=== EXERCISE BRIEF ===
The required lines are those that contain "window"; pull them out of the data and copy them.

=== EXERCISE INPUT ===

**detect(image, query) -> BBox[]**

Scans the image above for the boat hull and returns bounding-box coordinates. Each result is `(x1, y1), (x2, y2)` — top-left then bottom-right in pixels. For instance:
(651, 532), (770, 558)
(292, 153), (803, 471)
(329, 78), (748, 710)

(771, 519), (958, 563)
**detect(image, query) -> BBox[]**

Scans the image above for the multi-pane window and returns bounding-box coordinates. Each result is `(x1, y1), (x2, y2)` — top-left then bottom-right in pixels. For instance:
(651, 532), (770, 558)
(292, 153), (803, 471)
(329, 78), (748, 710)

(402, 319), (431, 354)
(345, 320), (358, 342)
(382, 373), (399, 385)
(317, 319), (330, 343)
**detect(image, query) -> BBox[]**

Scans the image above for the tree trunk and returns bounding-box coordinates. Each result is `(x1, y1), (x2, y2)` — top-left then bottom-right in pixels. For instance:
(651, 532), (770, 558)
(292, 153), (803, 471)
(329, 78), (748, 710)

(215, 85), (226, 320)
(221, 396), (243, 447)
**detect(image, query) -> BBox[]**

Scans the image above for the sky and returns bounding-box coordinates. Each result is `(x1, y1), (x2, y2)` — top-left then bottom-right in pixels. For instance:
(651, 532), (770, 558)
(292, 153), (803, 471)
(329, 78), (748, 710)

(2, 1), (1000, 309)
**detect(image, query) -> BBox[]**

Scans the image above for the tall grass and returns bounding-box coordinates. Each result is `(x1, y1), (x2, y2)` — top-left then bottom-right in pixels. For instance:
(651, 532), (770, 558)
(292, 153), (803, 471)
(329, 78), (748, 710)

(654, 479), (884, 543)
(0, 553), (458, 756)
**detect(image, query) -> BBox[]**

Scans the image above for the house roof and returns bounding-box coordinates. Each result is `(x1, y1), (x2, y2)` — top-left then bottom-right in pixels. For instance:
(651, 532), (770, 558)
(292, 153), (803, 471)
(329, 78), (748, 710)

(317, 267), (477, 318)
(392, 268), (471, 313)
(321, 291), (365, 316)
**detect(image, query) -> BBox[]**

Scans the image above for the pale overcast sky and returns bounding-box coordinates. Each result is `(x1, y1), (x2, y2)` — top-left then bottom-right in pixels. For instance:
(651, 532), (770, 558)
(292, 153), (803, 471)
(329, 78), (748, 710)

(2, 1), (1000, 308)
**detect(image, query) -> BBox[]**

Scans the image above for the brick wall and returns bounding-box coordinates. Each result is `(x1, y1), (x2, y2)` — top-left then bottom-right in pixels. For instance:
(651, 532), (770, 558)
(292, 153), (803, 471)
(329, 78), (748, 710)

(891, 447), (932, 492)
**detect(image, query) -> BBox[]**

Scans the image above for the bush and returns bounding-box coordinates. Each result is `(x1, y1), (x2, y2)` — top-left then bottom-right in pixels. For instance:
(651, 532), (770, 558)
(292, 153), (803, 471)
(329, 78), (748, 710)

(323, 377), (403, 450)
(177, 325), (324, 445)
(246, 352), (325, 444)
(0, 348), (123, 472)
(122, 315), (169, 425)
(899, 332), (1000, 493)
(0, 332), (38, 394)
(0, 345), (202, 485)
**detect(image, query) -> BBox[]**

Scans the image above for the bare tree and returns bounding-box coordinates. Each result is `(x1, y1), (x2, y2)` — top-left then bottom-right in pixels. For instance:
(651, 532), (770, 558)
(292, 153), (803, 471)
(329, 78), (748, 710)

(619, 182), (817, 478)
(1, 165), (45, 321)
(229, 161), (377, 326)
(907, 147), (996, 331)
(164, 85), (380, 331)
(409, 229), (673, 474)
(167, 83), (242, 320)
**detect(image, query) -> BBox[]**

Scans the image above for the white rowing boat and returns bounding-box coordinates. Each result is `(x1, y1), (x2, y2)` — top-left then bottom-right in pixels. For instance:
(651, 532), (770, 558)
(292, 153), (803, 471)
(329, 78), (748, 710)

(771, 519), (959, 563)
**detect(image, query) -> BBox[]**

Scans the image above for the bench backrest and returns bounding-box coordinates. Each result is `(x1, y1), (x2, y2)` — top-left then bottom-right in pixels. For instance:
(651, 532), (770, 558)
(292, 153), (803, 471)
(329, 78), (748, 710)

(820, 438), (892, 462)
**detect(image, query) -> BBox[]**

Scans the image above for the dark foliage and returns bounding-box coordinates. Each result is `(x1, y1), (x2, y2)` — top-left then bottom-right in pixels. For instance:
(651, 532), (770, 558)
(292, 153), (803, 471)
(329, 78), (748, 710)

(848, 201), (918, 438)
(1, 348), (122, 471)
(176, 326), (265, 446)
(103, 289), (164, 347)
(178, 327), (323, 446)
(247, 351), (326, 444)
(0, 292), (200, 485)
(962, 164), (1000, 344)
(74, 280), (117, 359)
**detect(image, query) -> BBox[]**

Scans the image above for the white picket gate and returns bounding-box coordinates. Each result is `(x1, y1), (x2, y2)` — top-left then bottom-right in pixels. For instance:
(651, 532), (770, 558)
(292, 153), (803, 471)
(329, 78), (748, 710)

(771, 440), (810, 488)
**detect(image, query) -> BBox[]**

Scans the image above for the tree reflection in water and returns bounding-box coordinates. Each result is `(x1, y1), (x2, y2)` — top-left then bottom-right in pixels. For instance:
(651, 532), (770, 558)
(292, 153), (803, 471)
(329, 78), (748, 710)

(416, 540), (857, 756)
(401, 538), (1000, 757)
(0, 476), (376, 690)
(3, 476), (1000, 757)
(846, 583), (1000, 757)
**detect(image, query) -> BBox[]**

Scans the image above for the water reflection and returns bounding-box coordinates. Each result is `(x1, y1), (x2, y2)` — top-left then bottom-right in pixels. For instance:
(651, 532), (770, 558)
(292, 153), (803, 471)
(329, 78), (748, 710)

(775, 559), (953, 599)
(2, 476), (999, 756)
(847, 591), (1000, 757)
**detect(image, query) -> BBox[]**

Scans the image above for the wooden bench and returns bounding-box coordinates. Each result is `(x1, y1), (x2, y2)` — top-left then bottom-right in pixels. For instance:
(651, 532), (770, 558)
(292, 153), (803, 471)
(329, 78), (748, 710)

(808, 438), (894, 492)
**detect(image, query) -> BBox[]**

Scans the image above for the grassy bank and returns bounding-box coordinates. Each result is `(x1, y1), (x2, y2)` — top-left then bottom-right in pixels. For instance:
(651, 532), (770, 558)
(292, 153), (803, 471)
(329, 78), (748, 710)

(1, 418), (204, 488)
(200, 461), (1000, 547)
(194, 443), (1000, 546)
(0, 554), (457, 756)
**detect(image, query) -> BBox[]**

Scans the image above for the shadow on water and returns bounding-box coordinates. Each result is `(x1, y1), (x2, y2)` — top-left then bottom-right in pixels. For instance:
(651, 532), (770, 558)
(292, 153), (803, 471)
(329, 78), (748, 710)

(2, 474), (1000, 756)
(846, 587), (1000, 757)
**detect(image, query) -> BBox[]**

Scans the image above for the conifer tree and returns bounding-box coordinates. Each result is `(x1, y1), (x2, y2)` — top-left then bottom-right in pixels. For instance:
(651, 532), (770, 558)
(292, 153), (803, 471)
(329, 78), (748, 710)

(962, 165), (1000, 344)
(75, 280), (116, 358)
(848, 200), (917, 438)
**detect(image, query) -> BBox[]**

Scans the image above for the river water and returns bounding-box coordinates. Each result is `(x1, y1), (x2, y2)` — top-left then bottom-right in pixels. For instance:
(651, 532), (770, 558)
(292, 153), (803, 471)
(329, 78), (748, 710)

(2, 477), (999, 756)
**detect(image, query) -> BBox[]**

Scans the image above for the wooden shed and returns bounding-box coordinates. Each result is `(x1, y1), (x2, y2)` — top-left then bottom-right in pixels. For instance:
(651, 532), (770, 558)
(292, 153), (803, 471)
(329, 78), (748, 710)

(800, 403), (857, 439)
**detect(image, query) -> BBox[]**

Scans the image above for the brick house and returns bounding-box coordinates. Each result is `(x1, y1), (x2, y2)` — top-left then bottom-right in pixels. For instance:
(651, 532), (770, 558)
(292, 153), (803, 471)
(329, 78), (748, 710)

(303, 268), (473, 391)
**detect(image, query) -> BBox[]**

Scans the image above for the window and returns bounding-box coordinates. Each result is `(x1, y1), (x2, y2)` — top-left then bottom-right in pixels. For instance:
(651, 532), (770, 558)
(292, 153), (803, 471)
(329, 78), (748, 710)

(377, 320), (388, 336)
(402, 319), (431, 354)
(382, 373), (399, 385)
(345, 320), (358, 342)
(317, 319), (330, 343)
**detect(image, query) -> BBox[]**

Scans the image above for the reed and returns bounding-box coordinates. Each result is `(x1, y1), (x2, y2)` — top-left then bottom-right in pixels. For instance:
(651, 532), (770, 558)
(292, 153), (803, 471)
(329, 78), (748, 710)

=== RESPONSE TO THIS TASK ===
Scans the image above for the multi-pane window and returns bounding-box coordinates. Each result is `(x1, y1), (x2, y2)` — top-left then bottom-right in pixels. For instance:
Scans the image above for the window and returns bounding-box coordinates. Each result is `(x1, y1), (x2, y2)` — top-left then bottom-right in pixels. For instance:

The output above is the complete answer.